### Brief
Output all of the entries exactly as written.

### Items
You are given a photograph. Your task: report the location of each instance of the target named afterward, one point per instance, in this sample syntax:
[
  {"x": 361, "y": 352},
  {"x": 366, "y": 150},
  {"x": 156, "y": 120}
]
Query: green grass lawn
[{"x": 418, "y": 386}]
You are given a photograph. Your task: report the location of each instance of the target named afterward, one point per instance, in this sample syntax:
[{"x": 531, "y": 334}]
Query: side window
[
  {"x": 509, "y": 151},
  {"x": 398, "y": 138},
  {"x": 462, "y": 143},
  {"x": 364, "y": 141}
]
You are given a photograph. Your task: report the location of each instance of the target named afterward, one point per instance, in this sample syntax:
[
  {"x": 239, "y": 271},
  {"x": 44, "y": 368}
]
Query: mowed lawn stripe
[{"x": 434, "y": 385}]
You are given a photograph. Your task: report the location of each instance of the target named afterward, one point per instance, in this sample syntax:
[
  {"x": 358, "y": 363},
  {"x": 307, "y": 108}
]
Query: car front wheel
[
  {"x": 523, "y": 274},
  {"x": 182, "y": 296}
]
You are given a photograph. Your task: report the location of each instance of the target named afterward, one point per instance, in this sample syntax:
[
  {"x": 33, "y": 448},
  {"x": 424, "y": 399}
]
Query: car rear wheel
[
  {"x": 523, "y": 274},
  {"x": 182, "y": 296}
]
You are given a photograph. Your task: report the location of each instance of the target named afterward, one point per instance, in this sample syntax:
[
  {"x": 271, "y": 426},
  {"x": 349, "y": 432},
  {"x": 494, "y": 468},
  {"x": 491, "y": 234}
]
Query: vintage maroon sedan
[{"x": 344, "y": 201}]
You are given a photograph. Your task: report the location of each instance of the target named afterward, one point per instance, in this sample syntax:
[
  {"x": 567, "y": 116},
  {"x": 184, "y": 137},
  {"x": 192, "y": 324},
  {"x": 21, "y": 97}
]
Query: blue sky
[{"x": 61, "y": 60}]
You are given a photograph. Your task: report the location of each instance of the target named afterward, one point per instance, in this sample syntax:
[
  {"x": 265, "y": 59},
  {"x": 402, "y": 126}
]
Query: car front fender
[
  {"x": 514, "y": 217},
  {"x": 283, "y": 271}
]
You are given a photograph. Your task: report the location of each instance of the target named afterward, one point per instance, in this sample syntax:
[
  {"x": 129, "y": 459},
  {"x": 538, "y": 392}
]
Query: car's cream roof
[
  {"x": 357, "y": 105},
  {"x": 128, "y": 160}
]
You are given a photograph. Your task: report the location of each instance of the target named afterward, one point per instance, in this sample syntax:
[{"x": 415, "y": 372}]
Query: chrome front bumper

### Result of this task
You are given a photograph. Your task: report the location of each instance of the target named afterward, one point per instance, in this sample syntax:
[
  {"x": 361, "y": 352},
  {"x": 366, "y": 150},
  {"x": 156, "y": 120}
]
Query: green grass lawn
[{"x": 418, "y": 386}]
You are given a photograph. Your task: report the location of each instance of the target named afterward, one point per instance, in this sample syntax:
[{"x": 531, "y": 334}]
Query: side window
[
  {"x": 509, "y": 151},
  {"x": 398, "y": 138},
  {"x": 462, "y": 143},
  {"x": 364, "y": 141}
]
You are given a photograph. Your task: report the location of each instance of the target named afterward, one point per instance, in this sample syntax:
[
  {"x": 239, "y": 271},
  {"x": 44, "y": 368}
]
Query: mowed lawn stripe
[{"x": 434, "y": 385}]
You are given a photograph. Your task: report the location of each instance of the target named afterward, one point per instance, in this sample syntax:
[
  {"x": 358, "y": 363},
  {"x": 307, "y": 108}
]
Query: car front wheel
[
  {"x": 523, "y": 274},
  {"x": 182, "y": 296}
]
You are given a photograph. Your task: report the location of each instance of the target named afterward, one point per instance, in this sample syntax:
[
  {"x": 33, "y": 448},
  {"x": 424, "y": 399}
]
Query: car rear wheel
[
  {"x": 523, "y": 274},
  {"x": 182, "y": 296}
]
You are given a photograph. Your task: report the location of each instance of the target named afterward, one point per instance, in this sample syntax:
[
  {"x": 271, "y": 426},
  {"x": 349, "y": 432},
  {"x": 494, "y": 468},
  {"x": 491, "y": 234}
]
Query: vintage maroon sedan
[{"x": 344, "y": 201}]
You are given a photograph. Your task: report the location of each instance of the target named afterward, one point per instance, in this sample syntax:
[
  {"x": 567, "y": 116},
  {"x": 184, "y": 137},
  {"x": 192, "y": 324},
  {"x": 21, "y": 97}
]
Query: blue sky
[{"x": 61, "y": 60}]
You are given a photograph. Your task: report the location of each instance of the target named afterward, one point per instance, in this sample syntax:
[
  {"x": 265, "y": 59},
  {"x": 402, "y": 126}
]
Query: car front fender
[
  {"x": 514, "y": 217},
  {"x": 283, "y": 271}
]
You are given a photograph. Your task: report the location of each instance of the target named afterward, one point per instance, in this sample syntax:
[
  {"x": 129, "y": 459},
  {"x": 538, "y": 392}
]
Query: car's cream roof
[
  {"x": 357, "y": 105},
  {"x": 128, "y": 160}
]
You are given a photograph. Your task: report the location of each instance of the target named afterward, one point per instance, in this sample syntax:
[{"x": 415, "y": 372}]
Query: chrome front bumper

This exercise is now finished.